Data items
=== Begin Enclosure ===
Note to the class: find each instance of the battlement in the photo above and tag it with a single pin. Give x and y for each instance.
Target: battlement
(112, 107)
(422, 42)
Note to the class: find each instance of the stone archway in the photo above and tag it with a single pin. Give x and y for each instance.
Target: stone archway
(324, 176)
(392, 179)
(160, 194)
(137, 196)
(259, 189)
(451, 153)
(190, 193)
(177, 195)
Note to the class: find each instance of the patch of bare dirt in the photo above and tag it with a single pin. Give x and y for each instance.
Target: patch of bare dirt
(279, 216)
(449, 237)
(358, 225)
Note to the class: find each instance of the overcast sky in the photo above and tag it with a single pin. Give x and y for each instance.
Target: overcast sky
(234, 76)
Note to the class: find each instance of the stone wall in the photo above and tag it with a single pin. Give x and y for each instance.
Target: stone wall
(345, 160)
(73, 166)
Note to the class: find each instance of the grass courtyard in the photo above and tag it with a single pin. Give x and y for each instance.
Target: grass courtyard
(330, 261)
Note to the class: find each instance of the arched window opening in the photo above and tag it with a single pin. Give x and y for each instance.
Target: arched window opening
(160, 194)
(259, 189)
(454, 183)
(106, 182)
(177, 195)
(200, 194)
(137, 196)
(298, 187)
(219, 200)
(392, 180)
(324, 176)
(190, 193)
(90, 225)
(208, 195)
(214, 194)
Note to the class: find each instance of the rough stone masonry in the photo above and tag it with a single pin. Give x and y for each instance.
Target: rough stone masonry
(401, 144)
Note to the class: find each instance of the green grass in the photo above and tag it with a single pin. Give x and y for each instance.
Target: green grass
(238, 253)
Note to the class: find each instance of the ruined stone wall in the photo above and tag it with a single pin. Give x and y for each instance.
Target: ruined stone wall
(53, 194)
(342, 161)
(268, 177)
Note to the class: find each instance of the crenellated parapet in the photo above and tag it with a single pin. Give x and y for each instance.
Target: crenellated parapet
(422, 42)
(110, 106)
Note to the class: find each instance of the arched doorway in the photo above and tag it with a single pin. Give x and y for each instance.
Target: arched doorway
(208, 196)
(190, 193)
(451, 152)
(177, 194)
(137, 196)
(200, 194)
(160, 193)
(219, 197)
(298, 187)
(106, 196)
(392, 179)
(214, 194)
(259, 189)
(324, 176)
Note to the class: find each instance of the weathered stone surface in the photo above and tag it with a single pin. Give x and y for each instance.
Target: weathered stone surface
=== End Enclosure ===
### Task objective
For this exercise, give every entry again exactly as it appears.

### Answer box
Note to the class: find each instance of the battlement in the photo above and tag it with a single pin. Give x and y for each instance.
Target: battlement
(112, 107)
(422, 42)
Note to the class: find each instance of the stone archway in the photo above and tag it with a single pin. Give x and y for each instance.
Target: stone archway
(324, 176)
(392, 179)
(160, 194)
(137, 196)
(259, 189)
(451, 153)
(190, 193)
(177, 195)
Note to the class: find each instance of the patch of bare dirt in the photo above and tag it with a single pin. Give x and y for each instance.
Target: patch of bare dirt
(279, 216)
(449, 237)
(358, 225)
Note to the class: find each instance of the overcast sky in the photo above and tag it with a single pin. Give x and y for each instance.
Target: overcast sky
(234, 76)
Note to the class: find each instance of the stone wall in the photo above and tag it with a single pin. Give x and y for each instance.
Target: stone wall
(345, 160)
(73, 166)
Note to the class: find each instance of the grass courtyard in the photo above and tag it with a single pin. Give x and y for each instance.
Target: grass courtyard
(330, 261)
Note to the class: find each instance of the arched window opening in the photo above and tag it with a single pin. Give x and y for each instance.
Target: arched window opening
(160, 194)
(259, 189)
(454, 183)
(106, 182)
(177, 195)
(200, 194)
(137, 196)
(298, 187)
(219, 200)
(392, 180)
(324, 176)
(190, 193)
(90, 225)
(208, 195)
(214, 194)
Note to the class: find each instance of the rough stone masonry in the photo above and tag it with a single pin. Give x and y for each instance.
Target: rough stone masonry
(401, 144)
Note to the class: find each instance of the green grass in the photo above and tag it with a single pin. Give x and y for each instance.
Target: green grass
(238, 253)
Note to the class: find each instance of the ruined stone wall in the photo above and tag it with a single pin. Give x and y for each instance.
Target: ruined stone wall
(53, 194)
(342, 161)
(268, 177)
Note to the class: find each instance of the crenellated parapet in the photo above and tag it with a single pin. Give x and y for each instance.
Target: crenellated parapet
(422, 42)
(110, 106)
Note to the class: find each instance of the arched doorway in the photo above and tag it with a single pin. Give x and y for each instance.
Target: arched doorway
(208, 196)
(190, 193)
(451, 152)
(177, 194)
(137, 196)
(200, 194)
(160, 193)
(219, 197)
(298, 187)
(106, 196)
(392, 179)
(214, 194)
(259, 189)
(324, 176)
Note to the class: find each instance of the weathered stone surface in the photo above and tag it with a single pin. Give x and y for each instance.
Target: weathered stone surface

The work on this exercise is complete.